Texte extrait:
»»

Analyse des thèses de doctorat de Hou Yuon
et de Khieu Samphan

Extrait du livre de François DEBRE, Cambodge la révolution de la forêt (Flammarion, 1976) Pages 88 et sv.
Jérôme ROUER janv, août 97


Khieu Samphan est l'actuel (1997) chef nominal des Khmers rouges.
Fils d'un juge, docteur en sciences économiques de l'Université de Paris en 1959.
Revient au Cambodge en 1959, professeur, journaliste,député et secrétaire d'Etat (1962) il entre dans la clandestinité en 1967.
Chef de l'Etat (1976-1979), puis constamment N°1 du movement khmer rouge.

Hou Yuon


En 1955 Hou Yuon achevait sa thèse de doctorat sur " La paysannerie du Cambodge et ses projets de modernisation ";
Kieu Samphan terminait sa licence "L'économie du Cambodge et ses problèmes de modernisation " Celle ci allait devenir en 1958 le sujet d'un mémoire dédié à Monseigneur Samdech Preah Uayuvareach le prince Norodom Sihanouk ".

Ces deux thèses sont les seuls écrits théoriques émanant de ceux qui sont ou qui furent les dirigeants du Cambodge révolutionnaire.

L'analyse que les deux étudiants faisaient de la société cambodgienne montre qu'à leurs yeux la classe populaire, paysans pauvres et "moyens-pauvres", semi prolétariat d'origine rurale, était maintenue dans un état d'exploitation permanente non seulement par l'aristocratie terrienne mais aussi par tous les possédants quel que soit leur niveau social, en raison d'un système qui reposait du haut en bas de la hiérarchie sur la domination permanente des classes inférieures.

Pour Hou Yuon, la propriété en elle-même, dans le système socio-économique cambodgien, est source d'exploitation inéluctable du prolétariat rural (80 % de la population).

Le manque de capitaux, de moyens techniques, de rentabilité de la terre oblige le propriétaire foncier pour s'enrichir ou pour survivre à utiliser d'une manière injuste le travail des classes les moins favorisées; le fait que chacun, ou presque, au Cambodge, possède une parcelle de terre ne change rien à cette domination car les superficies détenues par les paysans pauvres ne leur permettent pas de vivre de leur exploitation; l'usure et le système de remboursement par journées de travail les contraignent à se transformer en ouvriers agricoles quasi permanents, voire dans certains cas, en véritables serfs ou bien les chassent vers les villes où ils constituent un prolétariat misérable et, là encore, exploité.

««

Consigne 1:
Répondez à ces questions sur le texte extrait :
(a) En quelle année Khieu Samphan entre-t-il dans la clandestinité ?
(b) Sur quel sujet portait la thèse de doctorat que Hou Yuon achevait en 1955 ?
(c) Selon Hou Yuon, quelle part de la population le prolétariat rural représente-t-il ?
Consigne 2: Recopiez le passage du texte extrait qui commence aux mots « L'analyse que les » et s'arrête après « de la population). ».

Données extraites:

»»

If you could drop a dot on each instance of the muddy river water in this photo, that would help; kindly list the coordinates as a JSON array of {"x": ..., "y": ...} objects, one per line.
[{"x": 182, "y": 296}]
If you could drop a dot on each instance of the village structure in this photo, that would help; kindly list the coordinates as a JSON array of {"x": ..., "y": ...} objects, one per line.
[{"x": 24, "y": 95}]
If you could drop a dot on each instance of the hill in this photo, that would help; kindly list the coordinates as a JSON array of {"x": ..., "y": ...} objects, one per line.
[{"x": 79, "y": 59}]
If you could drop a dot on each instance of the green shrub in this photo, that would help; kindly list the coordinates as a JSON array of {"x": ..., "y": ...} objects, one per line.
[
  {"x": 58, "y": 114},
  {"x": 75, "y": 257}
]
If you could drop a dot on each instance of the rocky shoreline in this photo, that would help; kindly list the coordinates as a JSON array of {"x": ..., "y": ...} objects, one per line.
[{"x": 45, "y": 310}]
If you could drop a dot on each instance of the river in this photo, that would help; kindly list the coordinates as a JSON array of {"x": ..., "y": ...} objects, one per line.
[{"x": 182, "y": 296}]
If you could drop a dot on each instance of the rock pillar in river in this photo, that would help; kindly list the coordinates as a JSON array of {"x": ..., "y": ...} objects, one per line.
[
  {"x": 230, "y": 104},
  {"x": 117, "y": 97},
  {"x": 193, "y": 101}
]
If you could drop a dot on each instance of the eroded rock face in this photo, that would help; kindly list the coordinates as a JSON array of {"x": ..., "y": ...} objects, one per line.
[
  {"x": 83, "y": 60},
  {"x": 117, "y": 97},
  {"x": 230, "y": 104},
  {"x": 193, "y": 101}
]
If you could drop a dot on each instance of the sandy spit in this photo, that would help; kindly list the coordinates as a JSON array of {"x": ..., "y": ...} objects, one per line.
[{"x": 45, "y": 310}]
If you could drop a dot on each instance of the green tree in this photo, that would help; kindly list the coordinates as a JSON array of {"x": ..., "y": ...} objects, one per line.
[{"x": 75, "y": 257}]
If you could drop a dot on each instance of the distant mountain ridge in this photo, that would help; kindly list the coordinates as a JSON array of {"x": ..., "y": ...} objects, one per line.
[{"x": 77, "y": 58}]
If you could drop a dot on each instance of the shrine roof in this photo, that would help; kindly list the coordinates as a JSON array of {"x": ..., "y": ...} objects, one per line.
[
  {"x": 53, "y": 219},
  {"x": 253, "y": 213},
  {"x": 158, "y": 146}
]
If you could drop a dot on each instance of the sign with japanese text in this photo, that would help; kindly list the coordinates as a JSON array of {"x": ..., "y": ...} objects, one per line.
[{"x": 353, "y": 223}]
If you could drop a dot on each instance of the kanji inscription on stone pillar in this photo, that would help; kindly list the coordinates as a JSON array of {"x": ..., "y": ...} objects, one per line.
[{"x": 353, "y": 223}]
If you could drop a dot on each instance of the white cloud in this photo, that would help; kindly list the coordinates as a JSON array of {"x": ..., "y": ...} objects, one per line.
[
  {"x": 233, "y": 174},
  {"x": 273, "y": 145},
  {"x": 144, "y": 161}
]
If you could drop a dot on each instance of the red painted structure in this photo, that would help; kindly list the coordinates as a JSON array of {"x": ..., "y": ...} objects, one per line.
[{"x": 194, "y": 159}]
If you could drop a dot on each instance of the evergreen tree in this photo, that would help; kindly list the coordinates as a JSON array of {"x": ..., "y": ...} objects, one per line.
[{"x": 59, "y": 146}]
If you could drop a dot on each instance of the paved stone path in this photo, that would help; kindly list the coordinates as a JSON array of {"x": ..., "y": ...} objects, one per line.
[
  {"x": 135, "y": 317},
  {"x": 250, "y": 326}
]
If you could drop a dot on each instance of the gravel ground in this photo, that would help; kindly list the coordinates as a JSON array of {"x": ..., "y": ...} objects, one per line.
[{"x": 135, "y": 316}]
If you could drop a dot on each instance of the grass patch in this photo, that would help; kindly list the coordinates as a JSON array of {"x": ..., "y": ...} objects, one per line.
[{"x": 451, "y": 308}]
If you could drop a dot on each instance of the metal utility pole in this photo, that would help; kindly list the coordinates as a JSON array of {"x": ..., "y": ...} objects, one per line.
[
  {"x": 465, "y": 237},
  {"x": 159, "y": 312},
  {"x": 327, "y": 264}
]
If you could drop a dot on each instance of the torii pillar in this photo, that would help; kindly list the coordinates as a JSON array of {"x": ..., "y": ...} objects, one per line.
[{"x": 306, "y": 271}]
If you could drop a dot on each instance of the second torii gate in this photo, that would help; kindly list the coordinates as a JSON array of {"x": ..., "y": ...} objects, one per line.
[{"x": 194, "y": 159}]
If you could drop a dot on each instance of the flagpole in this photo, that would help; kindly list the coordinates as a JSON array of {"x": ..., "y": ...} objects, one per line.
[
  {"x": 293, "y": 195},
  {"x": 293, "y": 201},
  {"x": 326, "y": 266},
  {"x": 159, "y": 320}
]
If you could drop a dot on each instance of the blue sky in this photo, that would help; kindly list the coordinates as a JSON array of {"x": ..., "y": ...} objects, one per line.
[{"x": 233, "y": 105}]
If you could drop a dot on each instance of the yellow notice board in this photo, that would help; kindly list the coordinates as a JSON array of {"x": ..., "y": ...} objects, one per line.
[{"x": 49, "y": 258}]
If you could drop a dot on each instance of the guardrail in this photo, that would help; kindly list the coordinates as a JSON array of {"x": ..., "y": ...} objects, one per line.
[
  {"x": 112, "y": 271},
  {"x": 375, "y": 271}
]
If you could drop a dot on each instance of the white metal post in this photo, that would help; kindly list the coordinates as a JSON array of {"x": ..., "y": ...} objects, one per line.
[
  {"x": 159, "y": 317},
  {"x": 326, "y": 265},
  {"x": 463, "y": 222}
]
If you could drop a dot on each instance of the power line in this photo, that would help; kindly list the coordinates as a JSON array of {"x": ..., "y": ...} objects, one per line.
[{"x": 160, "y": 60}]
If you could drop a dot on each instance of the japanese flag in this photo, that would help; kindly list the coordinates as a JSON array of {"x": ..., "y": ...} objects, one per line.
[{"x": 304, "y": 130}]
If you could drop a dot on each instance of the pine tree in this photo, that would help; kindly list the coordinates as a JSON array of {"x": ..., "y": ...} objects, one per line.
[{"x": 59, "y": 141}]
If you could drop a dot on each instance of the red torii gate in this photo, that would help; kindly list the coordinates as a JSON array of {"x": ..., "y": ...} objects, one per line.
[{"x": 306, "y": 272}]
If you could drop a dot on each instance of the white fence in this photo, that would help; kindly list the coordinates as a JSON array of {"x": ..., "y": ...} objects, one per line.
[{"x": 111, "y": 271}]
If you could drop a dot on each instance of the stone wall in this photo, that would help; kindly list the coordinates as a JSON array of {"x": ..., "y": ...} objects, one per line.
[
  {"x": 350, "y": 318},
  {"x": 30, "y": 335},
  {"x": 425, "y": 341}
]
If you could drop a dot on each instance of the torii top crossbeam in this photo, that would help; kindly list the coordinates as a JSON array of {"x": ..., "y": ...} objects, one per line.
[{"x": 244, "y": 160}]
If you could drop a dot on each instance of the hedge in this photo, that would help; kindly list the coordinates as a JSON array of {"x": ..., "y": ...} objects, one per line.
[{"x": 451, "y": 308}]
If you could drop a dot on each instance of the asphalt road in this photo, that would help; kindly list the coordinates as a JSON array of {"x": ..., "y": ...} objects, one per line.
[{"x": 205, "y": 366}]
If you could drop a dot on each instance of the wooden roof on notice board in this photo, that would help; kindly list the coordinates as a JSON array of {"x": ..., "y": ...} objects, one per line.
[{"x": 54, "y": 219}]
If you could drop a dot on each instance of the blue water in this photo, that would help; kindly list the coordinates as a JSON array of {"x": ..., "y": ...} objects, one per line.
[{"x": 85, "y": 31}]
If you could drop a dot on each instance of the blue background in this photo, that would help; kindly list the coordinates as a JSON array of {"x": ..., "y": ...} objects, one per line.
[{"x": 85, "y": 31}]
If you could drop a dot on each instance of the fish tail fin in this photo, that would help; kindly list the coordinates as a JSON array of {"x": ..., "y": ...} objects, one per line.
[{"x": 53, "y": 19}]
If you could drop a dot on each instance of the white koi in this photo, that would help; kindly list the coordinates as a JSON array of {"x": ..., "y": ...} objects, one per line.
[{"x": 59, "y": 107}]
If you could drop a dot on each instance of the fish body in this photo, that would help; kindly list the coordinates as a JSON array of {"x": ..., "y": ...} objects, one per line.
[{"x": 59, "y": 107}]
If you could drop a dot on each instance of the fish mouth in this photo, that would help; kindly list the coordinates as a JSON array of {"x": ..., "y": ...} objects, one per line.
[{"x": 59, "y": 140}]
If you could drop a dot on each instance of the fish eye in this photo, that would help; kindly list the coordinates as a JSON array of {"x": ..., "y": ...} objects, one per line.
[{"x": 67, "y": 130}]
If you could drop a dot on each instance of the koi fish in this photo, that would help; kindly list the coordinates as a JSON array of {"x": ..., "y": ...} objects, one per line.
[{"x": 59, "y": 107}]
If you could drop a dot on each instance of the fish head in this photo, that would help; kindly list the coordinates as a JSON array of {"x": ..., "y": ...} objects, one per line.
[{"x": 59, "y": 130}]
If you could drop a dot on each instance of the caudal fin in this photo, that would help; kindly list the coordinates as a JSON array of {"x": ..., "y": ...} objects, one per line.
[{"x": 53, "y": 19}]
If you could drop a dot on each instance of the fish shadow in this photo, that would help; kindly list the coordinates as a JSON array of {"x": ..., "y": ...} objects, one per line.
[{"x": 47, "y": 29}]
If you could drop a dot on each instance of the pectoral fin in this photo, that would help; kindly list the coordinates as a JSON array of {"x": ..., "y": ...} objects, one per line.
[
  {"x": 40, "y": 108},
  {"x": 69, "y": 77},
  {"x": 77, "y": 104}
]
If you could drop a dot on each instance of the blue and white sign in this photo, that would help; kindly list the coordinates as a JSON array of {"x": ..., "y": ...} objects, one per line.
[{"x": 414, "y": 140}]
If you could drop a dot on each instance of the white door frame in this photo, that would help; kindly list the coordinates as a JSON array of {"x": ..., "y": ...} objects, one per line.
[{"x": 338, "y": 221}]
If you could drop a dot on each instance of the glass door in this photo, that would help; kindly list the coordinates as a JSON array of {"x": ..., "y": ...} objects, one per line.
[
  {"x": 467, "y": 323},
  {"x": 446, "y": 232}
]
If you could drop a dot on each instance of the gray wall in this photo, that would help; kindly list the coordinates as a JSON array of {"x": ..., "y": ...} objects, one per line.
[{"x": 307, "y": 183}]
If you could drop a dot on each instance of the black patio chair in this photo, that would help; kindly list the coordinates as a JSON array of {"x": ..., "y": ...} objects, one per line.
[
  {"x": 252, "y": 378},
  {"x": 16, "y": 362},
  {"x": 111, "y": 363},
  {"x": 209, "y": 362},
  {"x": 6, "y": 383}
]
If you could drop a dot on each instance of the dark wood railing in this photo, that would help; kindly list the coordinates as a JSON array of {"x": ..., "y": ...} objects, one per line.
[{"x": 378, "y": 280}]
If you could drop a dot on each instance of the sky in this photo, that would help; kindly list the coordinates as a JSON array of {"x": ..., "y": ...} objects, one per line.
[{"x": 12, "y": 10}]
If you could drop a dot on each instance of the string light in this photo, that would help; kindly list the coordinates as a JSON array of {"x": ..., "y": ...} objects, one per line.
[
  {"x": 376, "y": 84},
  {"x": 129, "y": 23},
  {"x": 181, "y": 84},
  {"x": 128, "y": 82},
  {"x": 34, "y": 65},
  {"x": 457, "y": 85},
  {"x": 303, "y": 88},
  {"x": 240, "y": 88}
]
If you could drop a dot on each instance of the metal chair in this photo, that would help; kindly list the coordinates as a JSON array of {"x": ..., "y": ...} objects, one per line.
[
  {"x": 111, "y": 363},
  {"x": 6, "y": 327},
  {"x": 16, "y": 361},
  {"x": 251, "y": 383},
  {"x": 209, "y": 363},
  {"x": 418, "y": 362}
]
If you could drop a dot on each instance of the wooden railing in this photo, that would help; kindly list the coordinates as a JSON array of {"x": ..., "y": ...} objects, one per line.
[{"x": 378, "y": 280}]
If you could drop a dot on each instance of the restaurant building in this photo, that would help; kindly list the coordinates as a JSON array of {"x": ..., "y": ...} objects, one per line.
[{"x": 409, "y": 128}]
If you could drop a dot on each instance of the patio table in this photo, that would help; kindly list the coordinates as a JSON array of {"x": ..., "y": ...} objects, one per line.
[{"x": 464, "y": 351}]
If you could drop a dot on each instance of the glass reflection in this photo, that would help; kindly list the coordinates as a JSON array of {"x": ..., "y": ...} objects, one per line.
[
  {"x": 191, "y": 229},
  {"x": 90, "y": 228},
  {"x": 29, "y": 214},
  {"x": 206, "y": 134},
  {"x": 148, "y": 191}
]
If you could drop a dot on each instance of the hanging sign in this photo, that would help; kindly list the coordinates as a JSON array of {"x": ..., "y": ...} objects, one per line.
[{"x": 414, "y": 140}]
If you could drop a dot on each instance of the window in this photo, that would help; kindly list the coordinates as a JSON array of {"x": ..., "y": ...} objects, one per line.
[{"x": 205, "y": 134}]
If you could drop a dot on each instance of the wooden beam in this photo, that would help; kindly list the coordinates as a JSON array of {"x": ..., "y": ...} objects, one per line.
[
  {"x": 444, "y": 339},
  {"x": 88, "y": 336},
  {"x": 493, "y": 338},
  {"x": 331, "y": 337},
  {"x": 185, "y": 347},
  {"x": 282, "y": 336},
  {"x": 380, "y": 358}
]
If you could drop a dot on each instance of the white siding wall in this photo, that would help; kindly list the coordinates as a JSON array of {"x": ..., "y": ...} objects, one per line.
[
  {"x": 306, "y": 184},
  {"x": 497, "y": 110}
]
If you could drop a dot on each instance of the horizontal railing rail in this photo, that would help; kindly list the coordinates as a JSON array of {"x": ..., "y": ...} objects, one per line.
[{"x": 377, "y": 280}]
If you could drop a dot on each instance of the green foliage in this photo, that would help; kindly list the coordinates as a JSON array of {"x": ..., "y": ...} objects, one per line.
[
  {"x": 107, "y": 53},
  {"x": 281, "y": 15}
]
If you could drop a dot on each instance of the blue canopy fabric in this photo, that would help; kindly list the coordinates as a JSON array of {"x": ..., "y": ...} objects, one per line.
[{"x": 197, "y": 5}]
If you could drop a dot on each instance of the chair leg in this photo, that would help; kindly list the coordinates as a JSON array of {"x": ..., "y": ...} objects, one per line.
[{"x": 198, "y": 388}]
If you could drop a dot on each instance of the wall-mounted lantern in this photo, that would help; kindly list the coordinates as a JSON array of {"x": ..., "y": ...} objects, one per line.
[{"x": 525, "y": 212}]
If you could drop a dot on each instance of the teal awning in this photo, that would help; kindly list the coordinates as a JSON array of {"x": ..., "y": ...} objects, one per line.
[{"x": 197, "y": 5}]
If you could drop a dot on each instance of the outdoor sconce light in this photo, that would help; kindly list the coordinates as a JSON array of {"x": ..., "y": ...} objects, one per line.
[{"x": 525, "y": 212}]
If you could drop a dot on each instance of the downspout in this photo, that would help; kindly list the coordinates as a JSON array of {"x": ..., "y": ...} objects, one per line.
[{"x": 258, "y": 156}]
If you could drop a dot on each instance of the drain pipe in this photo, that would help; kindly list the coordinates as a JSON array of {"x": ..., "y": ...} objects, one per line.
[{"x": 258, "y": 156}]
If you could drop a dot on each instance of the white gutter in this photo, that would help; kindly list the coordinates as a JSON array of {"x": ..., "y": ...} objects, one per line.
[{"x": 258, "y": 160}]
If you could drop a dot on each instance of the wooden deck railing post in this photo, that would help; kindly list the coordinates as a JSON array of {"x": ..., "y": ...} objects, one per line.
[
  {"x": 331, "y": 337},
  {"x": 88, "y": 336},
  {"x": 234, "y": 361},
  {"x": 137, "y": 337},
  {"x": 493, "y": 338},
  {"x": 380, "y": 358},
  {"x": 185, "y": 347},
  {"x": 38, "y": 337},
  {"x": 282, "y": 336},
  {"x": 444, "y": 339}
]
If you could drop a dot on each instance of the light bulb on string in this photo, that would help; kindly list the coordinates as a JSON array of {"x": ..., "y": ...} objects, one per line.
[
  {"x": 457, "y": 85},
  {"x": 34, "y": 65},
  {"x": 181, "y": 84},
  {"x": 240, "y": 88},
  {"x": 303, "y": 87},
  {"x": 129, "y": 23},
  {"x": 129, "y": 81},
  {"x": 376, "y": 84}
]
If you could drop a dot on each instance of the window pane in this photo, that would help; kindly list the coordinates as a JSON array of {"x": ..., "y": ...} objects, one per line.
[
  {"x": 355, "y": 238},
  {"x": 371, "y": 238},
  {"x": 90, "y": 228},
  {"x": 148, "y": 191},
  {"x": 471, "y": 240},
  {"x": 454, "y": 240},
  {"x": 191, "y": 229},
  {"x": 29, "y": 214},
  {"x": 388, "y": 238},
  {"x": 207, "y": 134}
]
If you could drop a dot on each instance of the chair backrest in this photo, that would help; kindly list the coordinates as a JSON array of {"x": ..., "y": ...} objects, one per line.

««

Réponse rédigée 1:
(a) En 1967.
(b) « La paysannerie du Cambodge et ses projets de modernisation ».
(c) 80 % de la population.

Réponse rédigée 2:
L'analyse que les deux étudiants faisaient de la société cambodgienne montre qu'à leurs yeux la classe populaire, paysans pauvres et "moyens-pauvres", semi prolétariat d'origine rurale, était maintenue dans un état d'exploitation permanente non seulement par l'aristocratie terrienne mais aussi par tous les possédants quel que soit leur niveau social, en raison d'un système qui reposait du haut en bas de la hiérarchie sur la domination permanente des classes inférieures.

Pour Hou Yuon, la propriété en elle-même, dans le système socio-économique cambodgien, est source d'exploitation inéluctable du prolétariat rural (80 % de la population).